• Instructions to follow
Nothing is to be altered. Print each record in full.

• • • • • • •

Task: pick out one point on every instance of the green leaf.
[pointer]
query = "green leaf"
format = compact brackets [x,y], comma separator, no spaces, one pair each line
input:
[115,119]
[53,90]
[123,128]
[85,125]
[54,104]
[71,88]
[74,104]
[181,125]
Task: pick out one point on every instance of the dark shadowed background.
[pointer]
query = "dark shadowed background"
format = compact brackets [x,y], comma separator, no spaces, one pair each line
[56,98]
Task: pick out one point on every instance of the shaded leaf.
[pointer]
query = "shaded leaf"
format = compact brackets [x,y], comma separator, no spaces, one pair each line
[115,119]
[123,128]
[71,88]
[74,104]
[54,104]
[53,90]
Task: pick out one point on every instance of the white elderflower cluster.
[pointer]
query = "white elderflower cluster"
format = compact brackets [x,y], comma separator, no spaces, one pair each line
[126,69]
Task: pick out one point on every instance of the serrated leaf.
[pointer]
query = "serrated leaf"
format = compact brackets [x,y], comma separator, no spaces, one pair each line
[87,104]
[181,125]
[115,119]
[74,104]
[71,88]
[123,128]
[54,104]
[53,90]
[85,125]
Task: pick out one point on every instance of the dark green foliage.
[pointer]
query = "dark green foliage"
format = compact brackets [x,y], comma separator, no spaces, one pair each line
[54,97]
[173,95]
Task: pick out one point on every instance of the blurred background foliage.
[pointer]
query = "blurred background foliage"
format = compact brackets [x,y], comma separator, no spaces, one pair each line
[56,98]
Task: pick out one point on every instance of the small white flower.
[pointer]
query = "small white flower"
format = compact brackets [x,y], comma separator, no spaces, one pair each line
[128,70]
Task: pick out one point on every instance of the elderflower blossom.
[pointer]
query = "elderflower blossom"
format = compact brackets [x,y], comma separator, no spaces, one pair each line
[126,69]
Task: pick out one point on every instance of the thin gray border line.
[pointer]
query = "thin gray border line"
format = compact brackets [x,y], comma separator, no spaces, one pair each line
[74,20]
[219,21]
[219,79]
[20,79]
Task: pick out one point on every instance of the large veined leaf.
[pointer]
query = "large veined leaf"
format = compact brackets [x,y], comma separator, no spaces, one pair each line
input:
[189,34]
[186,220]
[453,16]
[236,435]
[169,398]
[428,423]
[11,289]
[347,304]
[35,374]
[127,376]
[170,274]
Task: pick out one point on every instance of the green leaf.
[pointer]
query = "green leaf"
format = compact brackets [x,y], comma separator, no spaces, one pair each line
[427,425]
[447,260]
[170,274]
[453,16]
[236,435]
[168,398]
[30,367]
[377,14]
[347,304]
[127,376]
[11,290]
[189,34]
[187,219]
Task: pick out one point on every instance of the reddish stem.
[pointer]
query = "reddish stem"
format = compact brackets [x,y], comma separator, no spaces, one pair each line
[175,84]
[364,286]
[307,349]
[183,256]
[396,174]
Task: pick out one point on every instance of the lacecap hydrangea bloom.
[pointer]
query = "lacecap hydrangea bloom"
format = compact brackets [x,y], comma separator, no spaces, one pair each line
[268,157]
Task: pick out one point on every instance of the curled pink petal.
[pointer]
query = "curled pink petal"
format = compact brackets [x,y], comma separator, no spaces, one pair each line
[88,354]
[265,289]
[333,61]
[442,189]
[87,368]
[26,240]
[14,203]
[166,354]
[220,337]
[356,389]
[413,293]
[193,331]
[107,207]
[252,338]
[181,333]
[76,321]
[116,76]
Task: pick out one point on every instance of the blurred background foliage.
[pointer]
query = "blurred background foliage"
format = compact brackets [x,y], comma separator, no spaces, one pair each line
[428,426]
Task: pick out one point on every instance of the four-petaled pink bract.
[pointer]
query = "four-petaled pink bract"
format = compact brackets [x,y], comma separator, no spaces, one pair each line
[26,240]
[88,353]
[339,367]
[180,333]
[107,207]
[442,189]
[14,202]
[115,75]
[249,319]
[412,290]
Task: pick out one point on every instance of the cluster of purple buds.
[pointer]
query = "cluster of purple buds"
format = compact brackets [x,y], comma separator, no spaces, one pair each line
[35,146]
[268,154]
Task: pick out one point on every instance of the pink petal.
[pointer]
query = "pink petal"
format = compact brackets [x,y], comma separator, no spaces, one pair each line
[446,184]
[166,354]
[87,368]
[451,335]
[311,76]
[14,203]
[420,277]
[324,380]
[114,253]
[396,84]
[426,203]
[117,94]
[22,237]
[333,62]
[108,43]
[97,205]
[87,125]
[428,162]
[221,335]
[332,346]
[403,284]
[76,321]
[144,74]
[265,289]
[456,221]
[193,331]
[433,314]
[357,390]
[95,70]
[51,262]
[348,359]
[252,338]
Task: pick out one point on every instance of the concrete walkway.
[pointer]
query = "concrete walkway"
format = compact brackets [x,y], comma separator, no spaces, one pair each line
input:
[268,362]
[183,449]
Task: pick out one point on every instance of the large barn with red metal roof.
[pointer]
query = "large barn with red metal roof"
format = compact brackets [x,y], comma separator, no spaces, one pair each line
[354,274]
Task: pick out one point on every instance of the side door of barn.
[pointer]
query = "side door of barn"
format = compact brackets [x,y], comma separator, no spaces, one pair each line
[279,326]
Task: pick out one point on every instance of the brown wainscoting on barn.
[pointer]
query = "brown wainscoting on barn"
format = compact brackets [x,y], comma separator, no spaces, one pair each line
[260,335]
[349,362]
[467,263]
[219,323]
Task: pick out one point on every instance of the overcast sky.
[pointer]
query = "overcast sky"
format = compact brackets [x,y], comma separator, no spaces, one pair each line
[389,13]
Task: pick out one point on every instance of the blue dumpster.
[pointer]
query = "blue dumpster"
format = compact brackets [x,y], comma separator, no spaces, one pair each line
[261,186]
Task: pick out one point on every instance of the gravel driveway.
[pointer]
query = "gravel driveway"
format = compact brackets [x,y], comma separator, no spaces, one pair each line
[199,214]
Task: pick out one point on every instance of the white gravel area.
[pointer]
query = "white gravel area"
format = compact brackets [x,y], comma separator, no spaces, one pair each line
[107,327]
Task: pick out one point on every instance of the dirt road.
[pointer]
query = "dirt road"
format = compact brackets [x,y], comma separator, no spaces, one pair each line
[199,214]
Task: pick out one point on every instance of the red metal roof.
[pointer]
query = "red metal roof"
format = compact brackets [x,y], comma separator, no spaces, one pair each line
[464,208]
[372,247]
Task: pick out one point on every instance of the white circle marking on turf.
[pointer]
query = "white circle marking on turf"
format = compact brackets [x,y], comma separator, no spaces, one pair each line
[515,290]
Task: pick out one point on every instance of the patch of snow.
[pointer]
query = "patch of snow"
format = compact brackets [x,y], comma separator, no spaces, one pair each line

• • • • • • •

• Solution to this task
Task: pick out one point on every instance of the green leaf.
[pointer]
query = "green leaf"
format = compact brackets [x,y], comma separator, no spaces, one pair each line
input:
[115,119]
[53,90]
[123,128]
[85,125]
[54,104]
[71,88]
[74,104]
[181,125]
Task: pick out one point on every instance of the dark shadowed background.
[pointer]
query = "dark shadowed background"
format = compact brackets [x,y], comma separator, no spaces, one pair each line
[56,98]
Task: pick out one point on every instance of the shaded leaf.
[pointer]
query = "shaded leaf"
format = compact brackets [x,y], comma separator, no spaces, one pair each line
[115,119]
[123,128]
[71,88]
[74,104]
[54,104]
[53,90]
Task: pick out one point on every instance of the white elderflower cluster.
[pointer]
query = "white elderflower cluster"
format = compact brackets [x,y], comma separator, no spaces, one pair each line
[126,69]
Task: pick out one point on every instance of the serrated leaf.
[pointer]
query = "serrated leaf"
format = compact brackets [x,y], comma separator, no spaces, one pair each line
[87,104]
[181,125]
[115,119]
[74,104]
[71,88]
[123,128]
[54,104]
[53,90]
[85,125]
Task: pick out one point on every instance of the dark green foliage.
[pointer]
query = "dark green foliage"
format = compact brackets [x,y], comma separator, no spaces, one pair each line
[54,97]
[173,95]
Task: pick out one point on every instance of the blurred background foliage.
[pointer]
query = "blurred background foliage"
format = compact brackets [x,y], comma separator, no spaces, one pair each line
[56,98]
Task: pick out one point on every instance of the small white flower.
[pointer]
query = "small white flower"
format = compact brackets [x,y], comma separator, no spaces, one pair each line
[128,70]
Task: pick out one point on every instance of the elderflower blossom.
[pointer]
query = "elderflower blossom"
format = compact brackets [x,y], comma separator, no spaces, one pair each line
[126,69]
Task: pick out one point on every instance of the thin gray border line.
[pointer]
query = "thin gray border line"
format = compact brackets [x,y], comma separator, no spaces, one pair each line
[74,20]
[219,21]
[219,79]
[20,79]
Task: pick out one point on every instance of the large veined leaf.
[pointer]
query = "large veined leaf"
format = compact brackets [x,y], comma separator, no spaces, one pair each line
input:
[189,34]
[186,220]
[453,16]
[236,435]
[169,398]
[428,423]
[11,289]
[347,304]
[35,374]
[127,376]
[170,274]
Task: pick out one point on every instance of the green leaf.
[pointer]
query = "green leaf"
format = compact brackets [x,y], comma separator, no spaces, one pair each line
[427,425]
[447,260]
[170,274]
[453,16]
[236,435]
[168,398]
[30,367]
[377,14]
[347,304]
[127,376]
[11,290]
[189,34]
[187,219]
Task: pick out one point on every instance of the reddish stem.
[pointer]
query = "reddish stem"
format = compact brackets [x,y], comma separator, no spaces, one pair each line
[175,84]
[364,286]
[307,349]
[183,256]
[396,174]
Task: pick out one point on every instance of the lacecap hydrangea bloom.
[pointer]
query = "lacecap hydrangea bloom"
format = compact brackets [x,y], comma separator, no spaces, one pair each line
[268,157]
Task: pick out one point on every instance of the curled pink petal.
[pointer]
query = "curled pink petal"
format = compact brackets [x,y], comma separator, no spaces, one pair each line
[88,354]
[265,289]
[333,61]
[442,189]
[87,368]
[26,240]
[14,203]
[166,354]
[220,337]
[356,389]
[413,293]
[193,331]
[107,207]
[252,338]
[181,333]
[76,321]
[116,76]
Task: pick out one point on every instance of the blurred background foliage.
[pointer]
query = "blurred background foliage"
format = compact brackets [x,y], comma separator, no spaces, one pair each line
[428,426]
Task: pick out one point on every instance of the four-petaled pink bract.
[pointer]
query = "four-petaled pink bract"
format = compact brackets [x,y], comma separator, no spaces, one pair each line
[26,240]
[88,353]
[339,367]
[180,333]
[107,207]
[442,189]
[14,202]
[115,75]
[249,319]
[412,290]
Task: pick out one point on every instance of the cluster of purple buds.
[pointer]
query = "cluster of purple buds"
format = compact brackets [x,y], comma separator, no spaces, one pair each line
[35,146]
[268,154]
Task: pick out one point on every instance of the pink petal.
[pointer]
query = "pink petal"
format = compact brackets [x,y], comma separator, no spaces, one pair each line
[446,184]
[166,354]
[87,368]
[451,335]
[311,76]
[14,203]
[420,277]
[324,380]
[114,253]
[396,84]
[426,203]
[117,94]
[22,237]
[333,62]
[108,43]
[97,205]
[87,125]
[428,162]
[221,335]
[332,346]
[403,284]
[76,321]
[144,74]
[265,289]
[456,221]
[193,331]
[433,314]
[357,390]
[95,70]
[51,262]
[348,359]
[252,338]
Task: pick out one point on every instance of the concrete walkway.
[pointer]
query = "concrete walkway"
format = compact brackets [x,y], comma separator, no spaces, one pair each line
input:
[268,362]
[183,449]
Task: pick out one point on every instance of the large barn with red metal roof.
[pointer]
query = "large barn with red metal roof"
format = compact brackets [x,y], comma separator, no spaces, one pair each line
[354,274]
Task: pick out one point on every instance of the side door of barn.
[pointer]
query = "side door of barn"
format = compact brackets [x,y], comma separator, no spaces, one pair each line
[279,326]
Task: pick out one point on every instance of the brown wainscoting on barn.
[pointer]
query = "brown wainscoting on barn"
format = compact brackets [x,y], comma separator, no spaces, one pair each line
[260,335]
[349,362]
[467,263]
[219,323]
Task: pick out one point on every instance of the overcast sky.
[pointer]
query = "overcast sky"
format = compact brackets [x,y], comma separator, no spaces, one pair each line
[389,13]
Task: pick out one point on every instance of the blue dumpster.
[pointer]
query = "blue dumpster"
format = compact brackets [x,y], comma separator, no spaces, one pair each line
[261,186]
Task: pick out one point on every instance of the gravel driveway.
[pointer]
query = "gravel driveway"
format = compact brackets [x,y], comma separator, no spaces, one pair each line
[199,214]
Task: pick out one point on every instance of the white gravel area.
[pointer]
query = "white gravel area"
format = compact brackets [x,y], comma separator, no spaces, one pair each line
[107,327]
Task: pick out one point on every instance of the dirt road.
[pointer]
query = "dirt road"
format = compact brackets [x,y], comma separator, no spaces, one pair each line
[199,214]
Task: pick out one point on every instance of the red metal roof.
[pointer]
query = "red metal roof"
format = compact brackets [x,y], comma separator, no spaces, one pair each line
[464,208]
[372,247]
Task: pick out one point on every instance of the white circle marking on turf.
[pointer]
query = "white circle marking on turf"
format = compact brackets [x,y], comma separator, no spaces, one pair each line
[515,290]
Task: pick out one point on every instance of the patch of snow.
[pointer]
query = "patch of snow"
format = compact brackets [x,y], comma separator, no spaces, one pair each line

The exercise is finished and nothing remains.